Hong Kong, July 27, 2017 -- Moody's Investors Service has revised its outlook for China's
banking system to stable from negative.
"The revision reflects our expectations that nonperforming loan
formation rates will be relatively stable at current levels,"
says Yulia Wan, a Moody's Assistant Vice President and Analyst.
Moody's points out that by comparison, the banks' asset
quality had deteriorated more rapidly during 2015 and also in the first
half of 2016.
"The stable outlook is also based on our assessment that the government's
adoption of more coordinated policy measures to curb shadow banking will
help mitigate asset risks for banks, and address some key imbalances
in the financial system," adds Wan.
Moody's analysis is contained in its just-released report
titled "Banking System Outlook Update — China: Improved operating
environment and prudential regulations drive change to stable outlook,"
and is authored by Wan.

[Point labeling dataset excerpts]

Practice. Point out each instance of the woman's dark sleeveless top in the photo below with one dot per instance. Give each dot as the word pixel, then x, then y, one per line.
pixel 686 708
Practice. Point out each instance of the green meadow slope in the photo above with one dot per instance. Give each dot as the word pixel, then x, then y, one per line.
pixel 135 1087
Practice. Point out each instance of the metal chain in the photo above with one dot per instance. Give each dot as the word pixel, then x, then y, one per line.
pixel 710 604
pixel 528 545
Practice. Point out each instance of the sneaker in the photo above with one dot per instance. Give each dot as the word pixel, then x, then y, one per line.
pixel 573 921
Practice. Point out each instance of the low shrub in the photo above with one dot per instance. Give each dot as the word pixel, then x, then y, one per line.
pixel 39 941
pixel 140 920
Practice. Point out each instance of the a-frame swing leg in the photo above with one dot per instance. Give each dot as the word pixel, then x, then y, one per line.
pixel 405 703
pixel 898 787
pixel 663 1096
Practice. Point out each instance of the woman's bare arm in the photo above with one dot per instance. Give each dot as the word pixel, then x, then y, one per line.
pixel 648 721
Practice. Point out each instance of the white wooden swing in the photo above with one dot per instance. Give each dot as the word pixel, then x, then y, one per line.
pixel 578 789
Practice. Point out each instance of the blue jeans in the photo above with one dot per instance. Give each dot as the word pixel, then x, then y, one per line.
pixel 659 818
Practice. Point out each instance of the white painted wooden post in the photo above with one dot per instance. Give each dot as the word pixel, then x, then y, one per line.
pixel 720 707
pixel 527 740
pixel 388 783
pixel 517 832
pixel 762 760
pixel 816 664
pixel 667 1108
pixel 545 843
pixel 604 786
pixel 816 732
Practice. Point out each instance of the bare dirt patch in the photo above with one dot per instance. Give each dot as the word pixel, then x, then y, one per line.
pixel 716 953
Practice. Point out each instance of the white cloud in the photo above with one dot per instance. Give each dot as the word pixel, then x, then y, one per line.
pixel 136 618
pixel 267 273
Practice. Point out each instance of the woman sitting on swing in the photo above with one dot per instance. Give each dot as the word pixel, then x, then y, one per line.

◆ GIVEN INSTRUCTION A ◆
From the text on China's banking outlook, reproduce word for word the passage starting with "says Yulia Wan, a" and going on through "half of 2016.".
◆ GIVEN INSTRUCTION B ◆
According to the text on China's banking outlook, who wrote the Moody's report it names?

◆ EXERCISE SOLUTION A ◆
says Yulia Wan, a Moody's Assistant Vice President and Analyst.
Moody's points out that by comparison, the banks' asset
quality had deteriorated more rapidly during 2015 and also in the first
half of 2016.

◆ EXERCISE SOLUTION B ◆
Yulia Wan, a Moody's Assistant Vice President and Analyst.